(What is being asked): State how many lines in the data below contain the word "plate". Give only the number.

(Material provided):

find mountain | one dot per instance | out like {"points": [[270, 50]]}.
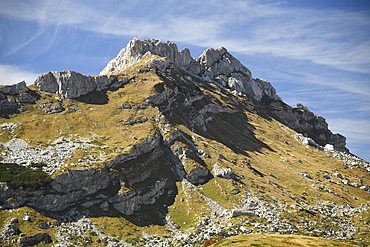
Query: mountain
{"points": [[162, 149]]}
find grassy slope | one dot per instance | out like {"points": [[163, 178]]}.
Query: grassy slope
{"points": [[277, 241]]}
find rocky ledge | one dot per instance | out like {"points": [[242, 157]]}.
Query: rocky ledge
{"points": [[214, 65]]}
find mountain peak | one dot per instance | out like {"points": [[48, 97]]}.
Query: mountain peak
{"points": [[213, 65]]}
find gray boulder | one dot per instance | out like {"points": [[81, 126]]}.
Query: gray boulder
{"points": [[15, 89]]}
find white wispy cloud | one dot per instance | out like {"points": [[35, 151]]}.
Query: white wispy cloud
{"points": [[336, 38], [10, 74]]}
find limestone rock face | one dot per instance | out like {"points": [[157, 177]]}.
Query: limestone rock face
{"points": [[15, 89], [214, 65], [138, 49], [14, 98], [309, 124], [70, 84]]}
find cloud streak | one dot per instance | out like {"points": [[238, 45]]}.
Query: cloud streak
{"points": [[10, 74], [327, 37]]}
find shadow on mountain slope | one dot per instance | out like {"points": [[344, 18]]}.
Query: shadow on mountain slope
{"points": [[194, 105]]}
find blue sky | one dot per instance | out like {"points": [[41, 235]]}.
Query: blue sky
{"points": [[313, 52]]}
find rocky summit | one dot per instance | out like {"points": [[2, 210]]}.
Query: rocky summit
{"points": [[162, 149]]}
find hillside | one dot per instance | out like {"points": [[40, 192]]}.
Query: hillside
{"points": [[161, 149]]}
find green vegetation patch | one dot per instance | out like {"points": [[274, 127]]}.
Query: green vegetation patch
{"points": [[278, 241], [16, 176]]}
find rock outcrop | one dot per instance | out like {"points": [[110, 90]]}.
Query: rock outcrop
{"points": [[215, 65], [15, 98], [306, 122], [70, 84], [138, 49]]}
---
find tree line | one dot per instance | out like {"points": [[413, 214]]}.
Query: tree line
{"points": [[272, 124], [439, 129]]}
* * *
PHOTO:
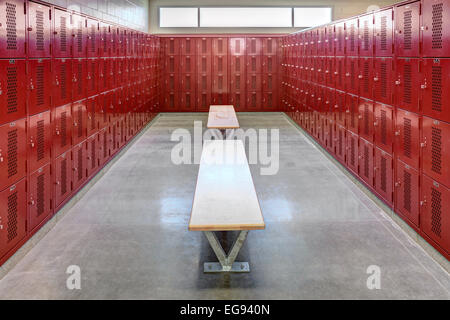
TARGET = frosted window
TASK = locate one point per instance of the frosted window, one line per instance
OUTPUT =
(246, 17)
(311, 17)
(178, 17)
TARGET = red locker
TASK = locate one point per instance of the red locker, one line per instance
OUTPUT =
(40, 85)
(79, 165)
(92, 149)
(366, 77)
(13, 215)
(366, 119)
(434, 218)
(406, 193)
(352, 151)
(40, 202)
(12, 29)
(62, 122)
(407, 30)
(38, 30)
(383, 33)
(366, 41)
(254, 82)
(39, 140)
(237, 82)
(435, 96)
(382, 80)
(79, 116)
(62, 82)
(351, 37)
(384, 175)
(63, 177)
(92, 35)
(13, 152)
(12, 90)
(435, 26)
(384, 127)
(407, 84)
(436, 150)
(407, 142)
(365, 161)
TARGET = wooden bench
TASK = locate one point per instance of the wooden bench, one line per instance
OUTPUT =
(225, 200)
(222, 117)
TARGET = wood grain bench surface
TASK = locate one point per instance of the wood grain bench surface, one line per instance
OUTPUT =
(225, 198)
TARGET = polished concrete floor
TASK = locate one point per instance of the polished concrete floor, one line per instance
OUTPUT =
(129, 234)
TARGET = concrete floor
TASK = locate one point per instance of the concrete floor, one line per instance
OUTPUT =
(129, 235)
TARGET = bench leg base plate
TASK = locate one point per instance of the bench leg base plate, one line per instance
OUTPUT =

(Reply): 2